BEGIN Provided data

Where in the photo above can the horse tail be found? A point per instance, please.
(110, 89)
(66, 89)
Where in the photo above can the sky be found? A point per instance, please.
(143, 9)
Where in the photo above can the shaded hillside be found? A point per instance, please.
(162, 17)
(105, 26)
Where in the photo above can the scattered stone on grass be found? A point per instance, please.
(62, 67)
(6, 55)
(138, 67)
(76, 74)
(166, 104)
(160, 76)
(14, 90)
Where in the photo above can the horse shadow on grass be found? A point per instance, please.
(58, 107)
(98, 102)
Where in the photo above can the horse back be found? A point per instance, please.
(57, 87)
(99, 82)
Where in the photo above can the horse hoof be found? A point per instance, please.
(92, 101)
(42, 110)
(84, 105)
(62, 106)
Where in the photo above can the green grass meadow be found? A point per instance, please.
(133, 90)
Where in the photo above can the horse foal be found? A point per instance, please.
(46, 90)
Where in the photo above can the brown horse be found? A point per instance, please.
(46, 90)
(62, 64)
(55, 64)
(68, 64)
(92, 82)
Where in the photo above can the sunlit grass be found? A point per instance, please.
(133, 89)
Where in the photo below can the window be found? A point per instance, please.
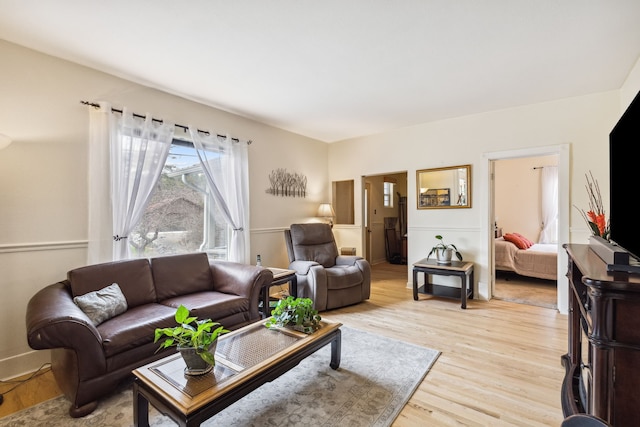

END Provided data

Work to complete
Skipping any images, write out all the data exactly.

Written answer
Where in the photo above can the horse tail be found? A point per instance, please.
(110, 89)
(66, 89)
Where in the photo above can the sky be found? A point per instance, please.
(143, 9)
Where in the photo above can the shaded hillside be found? A point per instance, please.
(162, 17)
(105, 26)
Where in the photo above can the scattered stone on grass be found? A point per instance, please.
(62, 67)
(6, 55)
(138, 67)
(76, 74)
(166, 104)
(160, 76)
(14, 90)
Where in the photo above can the horse shadow on grass be found? A point per instance, please.
(58, 107)
(98, 102)
Where in the photo above can the horse back be found? A point per instance, please.
(57, 87)
(99, 82)
Where in the photo above can the horse hoof be found? A point per instance, please.
(92, 101)
(42, 110)
(84, 105)
(62, 106)
Where in the photo above can the green grass meadow be found? A point per instance, please.
(133, 90)
Where in the photo above can the horse foal be found? A point per instance, please.
(46, 90)
Where in the photo above can the brown horse be found? A point per instance, please.
(46, 90)
(62, 64)
(55, 64)
(68, 64)
(92, 82)
Where in the photo above can the sunlit grass be found? A point per instance, please.
(133, 89)
Where in the photo below can the window be found? A point per instance, please.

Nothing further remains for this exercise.